* [Task description]
Repeat the data word for word. Do not include the pictures.

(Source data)
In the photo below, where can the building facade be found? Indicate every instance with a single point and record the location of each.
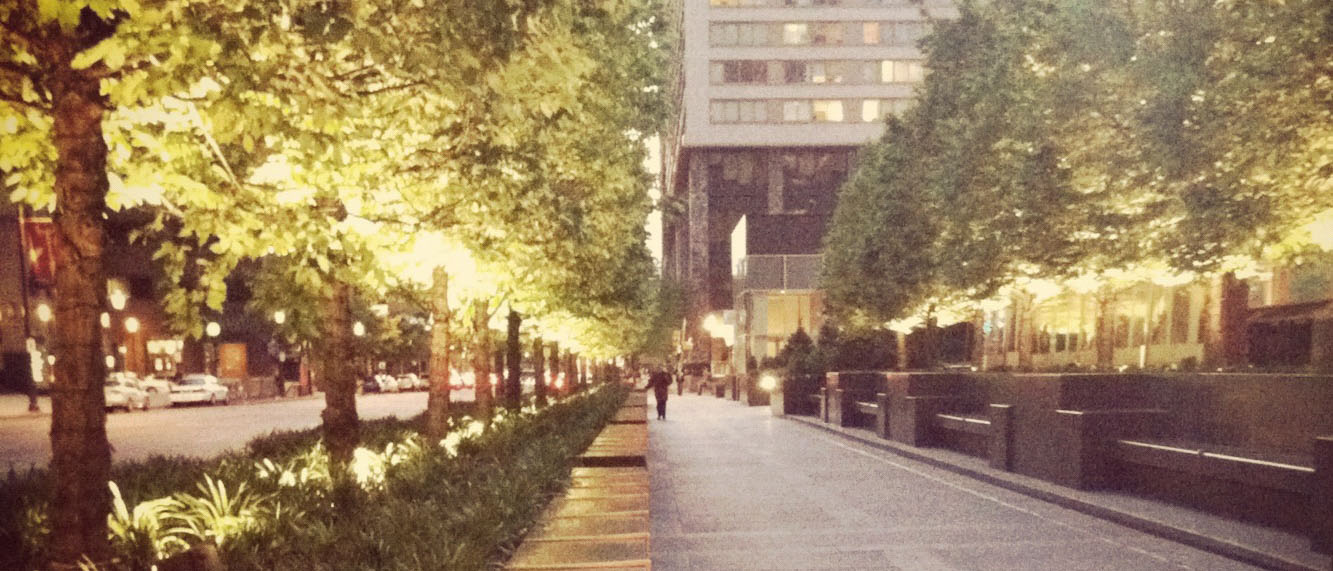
(775, 98)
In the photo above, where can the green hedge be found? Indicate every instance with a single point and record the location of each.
(405, 503)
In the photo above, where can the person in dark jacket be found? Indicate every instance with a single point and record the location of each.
(660, 383)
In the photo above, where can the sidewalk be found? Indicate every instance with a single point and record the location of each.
(733, 487)
(16, 404)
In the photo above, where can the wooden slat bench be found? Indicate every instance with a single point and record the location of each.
(603, 519)
(1267, 470)
(969, 423)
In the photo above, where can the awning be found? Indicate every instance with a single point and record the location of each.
(1293, 312)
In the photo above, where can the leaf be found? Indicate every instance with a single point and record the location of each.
(88, 58)
(47, 11)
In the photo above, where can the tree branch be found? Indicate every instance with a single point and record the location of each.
(16, 100)
(17, 68)
(383, 90)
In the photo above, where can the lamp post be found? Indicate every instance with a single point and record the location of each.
(212, 330)
(132, 340)
(117, 298)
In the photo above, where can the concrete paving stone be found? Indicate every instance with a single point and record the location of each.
(733, 487)
(604, 491)
(623, 552)
(605, 472)
(591, 506)
(609, 524)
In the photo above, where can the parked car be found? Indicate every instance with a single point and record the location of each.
(121, 392)
(157, 390)
(369, 384)
(199, 388)
(461, 379)
(411, 382)
(387, 383)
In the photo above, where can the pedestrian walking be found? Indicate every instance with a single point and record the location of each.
(660, 383)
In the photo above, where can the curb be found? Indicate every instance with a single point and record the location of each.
(1216, 546)
(45, 408)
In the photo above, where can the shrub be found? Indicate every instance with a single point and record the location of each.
(405, 503)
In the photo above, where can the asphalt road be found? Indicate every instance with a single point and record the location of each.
(197, 430)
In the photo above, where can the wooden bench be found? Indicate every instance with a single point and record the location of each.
(1253, 467)
(877, 410)
(603, 520)
(816, 400)
(968, 423)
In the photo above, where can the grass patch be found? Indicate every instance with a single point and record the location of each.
(405, 503)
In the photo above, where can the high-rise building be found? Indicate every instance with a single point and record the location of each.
(773, 100)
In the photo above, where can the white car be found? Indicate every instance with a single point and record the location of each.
(387, 383)
(409, 382)
(197, 388)
(157, 390)
(121, 392)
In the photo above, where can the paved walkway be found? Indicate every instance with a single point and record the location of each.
(733, 487)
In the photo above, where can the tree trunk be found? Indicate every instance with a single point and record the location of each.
(901, 340)
(481, 359)
(539, 366)
(1105, 343)
(571, 371)
(501, 384)
(80, 455)
(513, 359)
(341, 427)
(1023, 327)
(441, 359)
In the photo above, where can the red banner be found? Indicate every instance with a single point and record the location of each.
(39, 246)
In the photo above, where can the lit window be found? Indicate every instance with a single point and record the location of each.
(901, 71)
(796, 34)
(817, 72)
(828, 34)
(828, 111)
(795, 71)
(745, 35)
(871, 32)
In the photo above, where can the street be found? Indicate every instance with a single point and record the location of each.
(196, 431)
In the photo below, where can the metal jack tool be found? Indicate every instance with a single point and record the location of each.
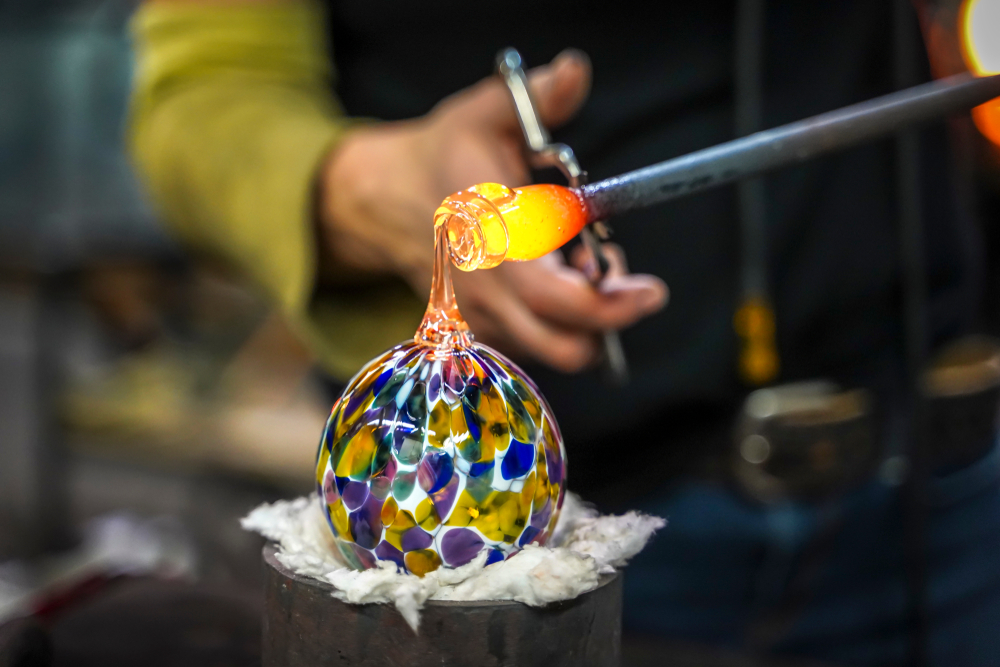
(544, 154)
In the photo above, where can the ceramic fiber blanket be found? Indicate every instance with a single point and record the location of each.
(583, 546)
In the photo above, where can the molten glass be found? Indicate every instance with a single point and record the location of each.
(979, 23)
(442, 449)
(489, 223)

* [Your solution]
In the photo below, where can the building facade be found? Indicate every instance with a single point and record the location of each.
(775, 98)
In the photo above, where can the green hedge be found? Indicate every instance with a single point and record the location of each.
(405, 503)
In the photo above, where can the person in dark jacket be found? Indicate every instance with a single point and record the location of each.
(660, 383)
In the photo above, where can the sidewalk be found? Indicate every instance with a single point and record the location of each.
(733, 487)
(16, 404)
In the photo above, where can the wooden slat bench be found? Indicate every instance with a single point and record the location of each.
(603, 519)
(1267, 470)
(969, 423)
In the photo above, where can the awning be found? Indicate every instance with a single point and record the location of each.
(1293, 312)
In the photo above, where can the leaf be found? Indicate every instance with a single point and record the location of each.
(88, 58)
(47, 11)
In the photo above, where can the tree branch be found? Indicate every instance with a single point and record the location of each.
(16, 100)
(17, 68)
(383, 90)
In the photo above, where can the lamp post be found? Indicate every instance with a single point and record the location of each.
(212, 330)
(132, 340)
(117, 298)
In the photo above, where can the concrete paving stone be found? Indicate every instance with a single point and record the location of each.
(733, 487)
(604, 491)
(623, 552)
(605, 472)
(591, 506)
(609, 524)
In the photo above, where can the parked car be found? Indicate every instance with a single point and record the location of each.
(121, 392)
(157, 390)
(369, 384)
(199, 388)
(461, 379)
(411, 382)
(387, 383)
In the photo above, where can the pedestrian walking be found? Indicate every instance with a single point and record the location of each.
(660, 383)
In the photo above, where can the curb be found? Indicate every instance with a single point and record the location of each.
(1216, 546)
(45, 408)
In the photo above, where can the shrub be found? Indicate every instance with a single point and record the location of each.
(405, 503)
In the photo above, where can the asphalt road be found? Indicate every instance with a single point and record the location of each.
(197, 430)
In the photo above, where can the wooden bench be found? Indicate every instance with a single point and record the location of each.
(1253, 467)
(877, 410)
(603, 520)
(816, 400)
(968, 423)
In the photo above, where can the grass patch be found? Indicate every instance with a single point and record the location of each.
(405, 503)
In the photo above, where can the high-rise building be found? Indicate every instance with a single point and record the location of each.
(773, 100)
In the photo above, where can the white car be found? Indicate every instance with a single point and record the location of each.
(387, 383)
(409, 382)
(197, 388)
(157, 390)
(121, 392)
In the photo above, where can the paved walkway be found? Indicate every instance with a single point and record the location of each.
(733, 487)
In the photo above, where can the tree trunk be found? Indicate every instance with a single point and record the location of each.
(901, 340)
(481, 359)
(539, 366)
(1105, 343)
(571, 371)
(501, 384)
(80, 455)
(513, 359)
(341, 427)
(1023, 327)
(441, 359)
In the photo above, where can the red banner be found? Indicate every instance with a single point and record the location of each.
(39, 246)
In the photo above, where can the lit window be found? Indicate every instance with a single point and record the location of each.
(901, 71)
(796, 34)
(817, 72)
(828, 34)
(828, 111)
(795, 71)
(745, 35)
(871, 32)
In the photo above, where can the street be found? Indicate every instance with a single point and record the location of each.
(196, 431)
In the photo below, where can the metal jack tool be found? Indicate every instance with a single point and record the location of each.
(544, 154)
In the photo above, where can the ceramic fiber blanket be found? Indicate every instance with a single point and record the location of each.
(583, 546)
In the photo above, where can the molten glass be found? Indicate every instance with a single point and record the location of each.
(979, 23)
(442, 449)
(489, 223)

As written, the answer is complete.